Saved data entries:
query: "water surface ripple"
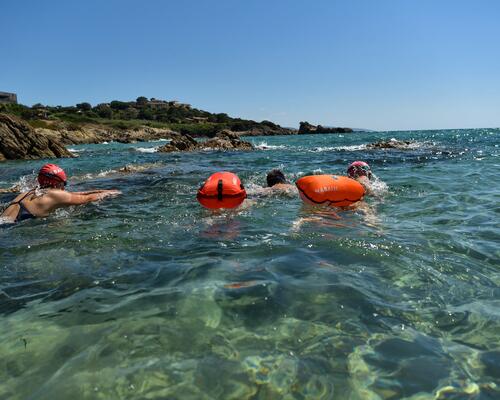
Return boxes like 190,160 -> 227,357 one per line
0,129 -> 500,400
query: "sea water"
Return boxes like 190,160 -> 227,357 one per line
0,129 -> 500,400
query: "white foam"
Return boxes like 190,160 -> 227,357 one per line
255,142 -> 286,150
311,144 -> 366,152
135,147 -> 158,153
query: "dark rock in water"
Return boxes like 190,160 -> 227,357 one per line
201,130 -> 253,150
158,134 -> 198,153
158,130 -> 253,153
0,114 -> 73,161
299,121 -> 353,135
366,139 -> 417,150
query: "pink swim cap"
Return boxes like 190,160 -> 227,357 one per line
347,161 -> 372,179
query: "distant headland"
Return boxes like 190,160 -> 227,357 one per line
0,92 -> 353,160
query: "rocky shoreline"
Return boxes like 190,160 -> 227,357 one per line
0,114 -> 73,161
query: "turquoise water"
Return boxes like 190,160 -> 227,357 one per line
0,129 -> 500,399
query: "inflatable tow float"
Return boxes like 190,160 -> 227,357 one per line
196,172 -> 247,209
295,175 -> 365,207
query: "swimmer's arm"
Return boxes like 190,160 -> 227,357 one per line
68,189 -> 121,195
48,190 -> 121,209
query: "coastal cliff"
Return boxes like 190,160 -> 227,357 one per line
0,113 -> 72,161
298,121 -> 353,135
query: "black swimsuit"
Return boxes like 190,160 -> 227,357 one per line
7,190 -> 36,222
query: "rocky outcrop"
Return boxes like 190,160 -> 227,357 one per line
200,130 -> 253,150
366,139 -> 417,150
0,114 -> 73,161
158,130 -> 253,153
36,124 -> 175,145
299,122 -> 353,135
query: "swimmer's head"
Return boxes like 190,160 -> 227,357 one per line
347,161 -> 373,179
38,164 -> 67,189
267,169 -> 286,187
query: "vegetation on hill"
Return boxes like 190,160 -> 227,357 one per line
0,96 -> 291,136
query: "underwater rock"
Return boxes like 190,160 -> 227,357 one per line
202,130 -> 253,150
366,139 -> 417,150
0,114 -> 73,161
298,121 -> 353,135
158,130 -> 253,153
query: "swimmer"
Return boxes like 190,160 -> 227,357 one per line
347,161 -> 373,195
0,164 -> 121,223
266,169 -> 297,194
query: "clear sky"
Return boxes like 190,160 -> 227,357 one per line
0,0 -> 500,130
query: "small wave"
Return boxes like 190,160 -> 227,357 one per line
135,147 -> 158,153
311,144 -> 366,153
255,142 -> 286,150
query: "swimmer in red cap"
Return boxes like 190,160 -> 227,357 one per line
0,164 -> 121,222
347,161 -> 373,194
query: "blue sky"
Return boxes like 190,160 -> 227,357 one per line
0,0 -> 500,130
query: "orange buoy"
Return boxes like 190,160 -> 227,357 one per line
196,172 -> 247,209
295,175 -> 365,207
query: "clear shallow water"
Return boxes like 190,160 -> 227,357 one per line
0,129 -> 500,399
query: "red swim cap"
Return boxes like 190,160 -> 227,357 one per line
38,164 -> 67,188
347,161 -> 372,179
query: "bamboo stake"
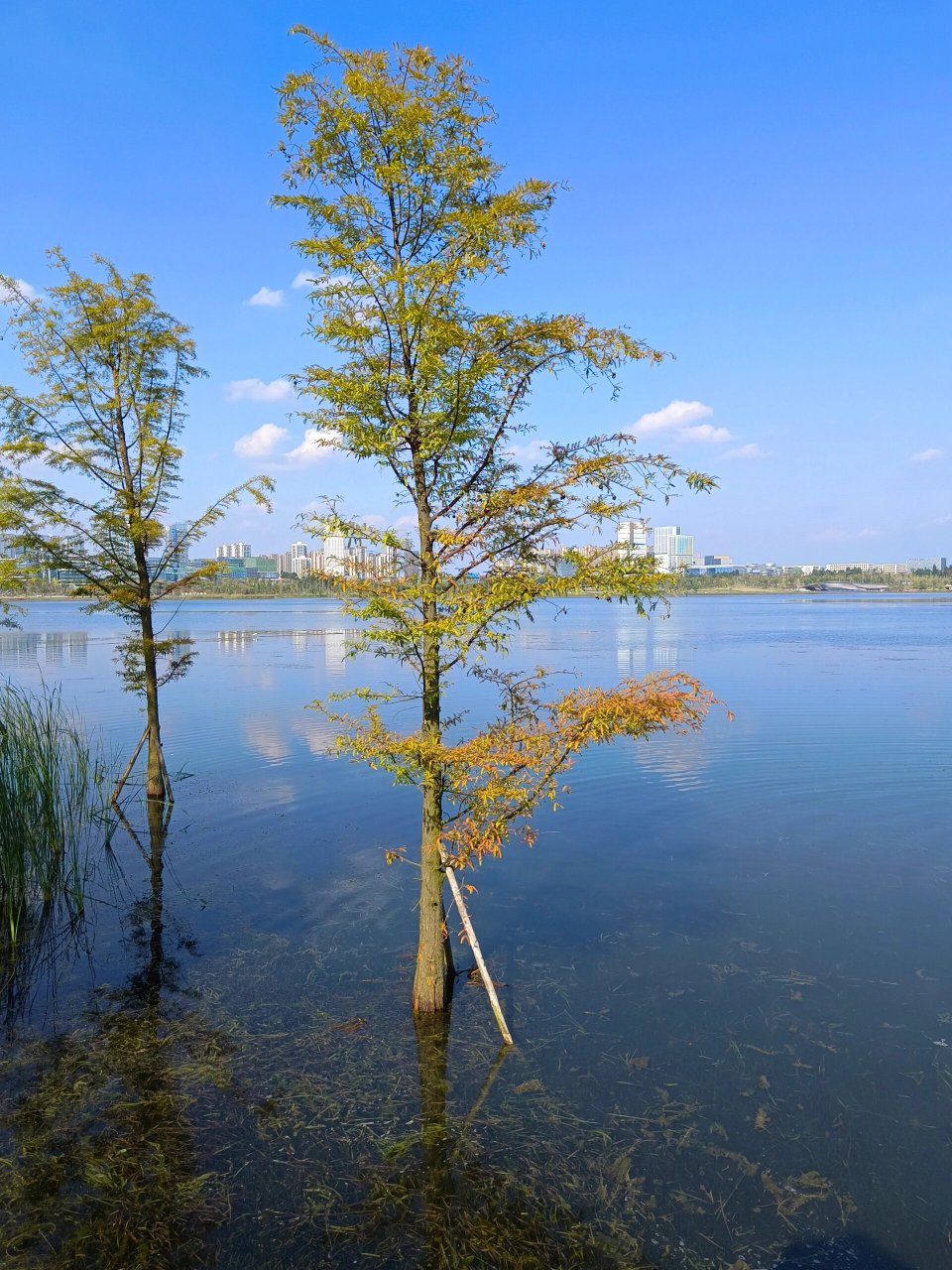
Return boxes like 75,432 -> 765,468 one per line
440,851 -> 516,1045
159,743 -> 176,804
112,724 -> 149,807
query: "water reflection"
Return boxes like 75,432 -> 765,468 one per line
0,804 -> 227,1270
616,612 -> 684,680
0,630 -> 89,670
214,630 -> 255,653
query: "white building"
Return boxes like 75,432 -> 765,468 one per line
617,521 -> 652,559
652,525 -> 694,572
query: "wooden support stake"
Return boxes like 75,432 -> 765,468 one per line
440,851 -> 516,1045
112,724 -> 149,806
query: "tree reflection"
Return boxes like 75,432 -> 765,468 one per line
352,1012 -> 650,1270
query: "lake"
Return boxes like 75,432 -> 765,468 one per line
0,594 -> 952,1270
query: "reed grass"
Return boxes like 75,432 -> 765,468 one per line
0,682 -> 105,960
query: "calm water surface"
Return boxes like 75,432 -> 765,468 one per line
0,595 -> 952,1270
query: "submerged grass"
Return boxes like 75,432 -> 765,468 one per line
0,684 -> 105,959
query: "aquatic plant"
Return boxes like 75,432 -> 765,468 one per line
0,684 -> 108,964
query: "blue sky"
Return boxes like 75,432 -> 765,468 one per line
0,0 -> 952,563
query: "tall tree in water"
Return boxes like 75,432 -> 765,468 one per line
276,28 -> 713,1012
0,249 -> 272,800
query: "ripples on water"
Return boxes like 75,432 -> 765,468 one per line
0,597 -> 952,1267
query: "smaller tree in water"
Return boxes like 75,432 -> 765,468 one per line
276,28 -> 713,1035
0,249 -> 272,800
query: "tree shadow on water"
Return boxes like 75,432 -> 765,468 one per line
0,803 -> 228,1270
774,1234 -> 912,1270
355,1011 -> 652,1270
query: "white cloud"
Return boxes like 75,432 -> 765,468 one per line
676,423 -> 733,442
291,269 -> 350,291
281,428 -> 340,467
507,437 -> 548,467
232,423 -> 289,458
245,287 -> 285,309
225,380 -> 295,401
724,442 -> 767,458
0,278 -> 37,305
625,401 -> 713,437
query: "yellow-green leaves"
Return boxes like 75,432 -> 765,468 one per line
276,37 -> 713,894
0,248 -> 272,691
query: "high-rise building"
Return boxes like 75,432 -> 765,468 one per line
652,525 -> 694,572
617,521 -> 652,559
322,534 -> 357,575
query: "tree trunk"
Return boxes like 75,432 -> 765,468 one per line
139,606 -> 169,802
414,581 -> 454,1013
414,776 -> 456,1013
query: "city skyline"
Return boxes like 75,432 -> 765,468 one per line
0,0 -> 952,562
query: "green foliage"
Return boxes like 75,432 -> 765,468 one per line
0,249 -> 272,693
0,684 -> 105,959
276,37 -> 713,1011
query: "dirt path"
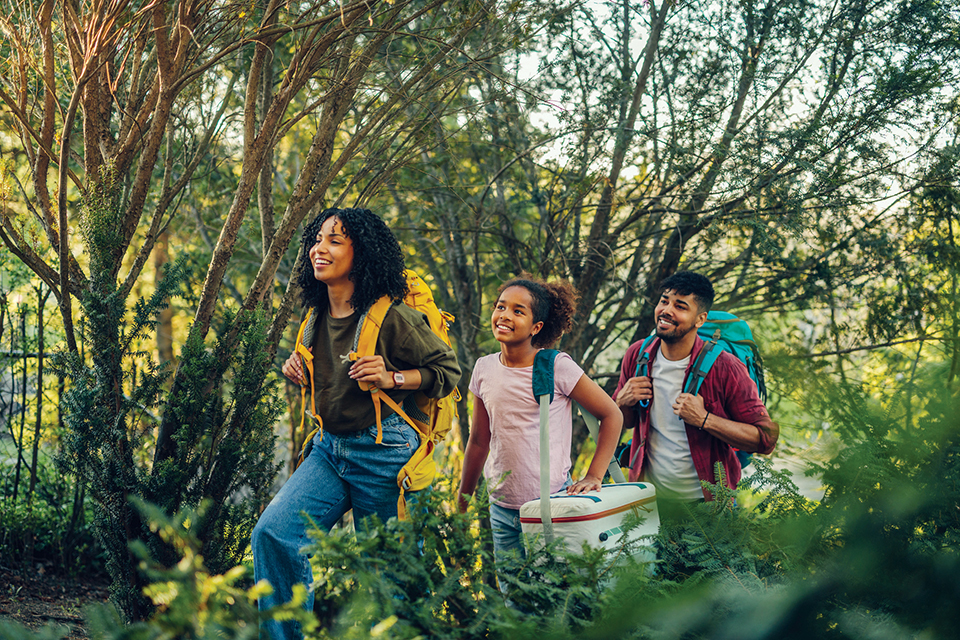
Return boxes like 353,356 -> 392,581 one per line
0,567 -> 109,640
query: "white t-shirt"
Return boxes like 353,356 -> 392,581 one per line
470,352 -> 583,509
646,350 -> 703,500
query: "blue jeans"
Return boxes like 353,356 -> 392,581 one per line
490,475 -> 573,590
250,414 -> 419,640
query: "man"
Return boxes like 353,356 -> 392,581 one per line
613,271 -> 780,503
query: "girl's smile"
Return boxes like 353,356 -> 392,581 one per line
491,287 -> 543,344
310,216 -> 353,286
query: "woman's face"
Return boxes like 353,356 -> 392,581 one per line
310,216 -> 353,287
490,287 -> 543,344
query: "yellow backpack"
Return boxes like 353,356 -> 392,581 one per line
296,269 -> 460,520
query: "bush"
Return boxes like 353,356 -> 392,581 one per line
0,450 -> 105,576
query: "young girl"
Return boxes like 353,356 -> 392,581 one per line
459,274 -> 623,562
251,209 -> 460,640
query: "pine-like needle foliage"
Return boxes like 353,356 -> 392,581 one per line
56,190 -> 281,620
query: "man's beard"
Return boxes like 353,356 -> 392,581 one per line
657,325 -> 697,344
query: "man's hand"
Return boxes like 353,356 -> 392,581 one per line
567,474 -> 603,495
673,393 -> 707,428
616,376 -> 653,407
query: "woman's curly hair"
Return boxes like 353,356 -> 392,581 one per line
497,272 -> 580,347
294,209 -> 409,312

■ WORK TO BE COMPLETED ■
Pull out every line in the entries above that contains the string "building", and copy each one in full.

■ ANSWER TO THIS TASK ■
query: "white building"
query: "high-rise building"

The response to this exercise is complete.